[Brief]
Put everything in the material below, from the line containing "Task: Where can the green" down to the line containing "x=207, y=135", into a numbered list, including both of those lines and leaving out any blank lines.

BEGIN Listed entries

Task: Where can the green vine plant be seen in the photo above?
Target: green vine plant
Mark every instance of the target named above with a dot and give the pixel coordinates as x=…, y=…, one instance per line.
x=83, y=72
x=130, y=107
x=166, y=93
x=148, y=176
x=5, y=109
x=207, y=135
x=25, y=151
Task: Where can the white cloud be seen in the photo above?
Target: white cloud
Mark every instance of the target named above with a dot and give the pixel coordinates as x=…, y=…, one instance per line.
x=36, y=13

END Listed entries
BEGIN Listed entries

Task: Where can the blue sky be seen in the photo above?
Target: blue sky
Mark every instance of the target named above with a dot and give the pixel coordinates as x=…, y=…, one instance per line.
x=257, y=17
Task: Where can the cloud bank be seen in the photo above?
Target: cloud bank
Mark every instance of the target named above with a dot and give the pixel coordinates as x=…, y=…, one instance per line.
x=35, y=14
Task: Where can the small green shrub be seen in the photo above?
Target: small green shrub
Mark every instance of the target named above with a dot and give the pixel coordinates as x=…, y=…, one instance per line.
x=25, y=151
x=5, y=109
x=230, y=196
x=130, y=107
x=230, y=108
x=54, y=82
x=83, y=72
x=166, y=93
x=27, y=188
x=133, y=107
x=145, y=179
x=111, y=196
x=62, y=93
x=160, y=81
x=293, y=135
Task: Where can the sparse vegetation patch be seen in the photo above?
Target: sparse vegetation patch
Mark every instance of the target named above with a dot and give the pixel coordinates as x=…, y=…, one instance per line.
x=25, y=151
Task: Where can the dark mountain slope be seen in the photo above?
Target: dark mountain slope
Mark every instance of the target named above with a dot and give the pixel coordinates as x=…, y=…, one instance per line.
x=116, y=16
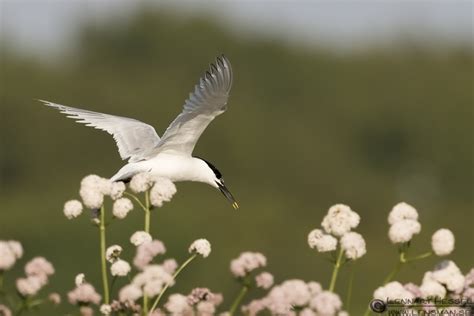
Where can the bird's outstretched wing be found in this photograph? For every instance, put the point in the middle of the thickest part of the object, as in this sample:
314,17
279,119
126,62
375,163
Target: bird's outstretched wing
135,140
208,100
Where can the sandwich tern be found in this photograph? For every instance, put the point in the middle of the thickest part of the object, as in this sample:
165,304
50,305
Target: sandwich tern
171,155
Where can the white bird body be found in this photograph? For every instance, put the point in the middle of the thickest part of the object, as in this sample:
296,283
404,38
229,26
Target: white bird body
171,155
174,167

END Listed entries
BEGIN Listed entries

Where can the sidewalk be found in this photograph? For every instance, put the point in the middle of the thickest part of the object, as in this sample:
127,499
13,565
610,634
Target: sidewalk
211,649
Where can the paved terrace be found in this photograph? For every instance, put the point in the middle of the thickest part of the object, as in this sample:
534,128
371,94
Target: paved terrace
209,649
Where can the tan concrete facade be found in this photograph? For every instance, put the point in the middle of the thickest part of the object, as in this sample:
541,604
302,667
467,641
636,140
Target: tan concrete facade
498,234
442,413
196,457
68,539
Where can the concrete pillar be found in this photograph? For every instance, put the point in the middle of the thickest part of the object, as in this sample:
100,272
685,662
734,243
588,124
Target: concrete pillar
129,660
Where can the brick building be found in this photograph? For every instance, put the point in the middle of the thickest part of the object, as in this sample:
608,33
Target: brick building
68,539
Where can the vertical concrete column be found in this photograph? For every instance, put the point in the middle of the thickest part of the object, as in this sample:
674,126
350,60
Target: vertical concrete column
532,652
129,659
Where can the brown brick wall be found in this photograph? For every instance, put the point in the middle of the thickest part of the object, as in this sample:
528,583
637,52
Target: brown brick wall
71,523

END Listed entries

[Problem solution]
1. Task: Where can the green vine plant be seen in the photo above?
2. Target: green vine plant
3. Mark every instance of the target named above with a dot and give the pixel coordinates as x=…, y=…, one instance per line.
4. x=83, y=72
5. x=130, y=107
6. x=166, y=93
7. x=148, y=176
8. x=5, y=109
9. x=207, y=135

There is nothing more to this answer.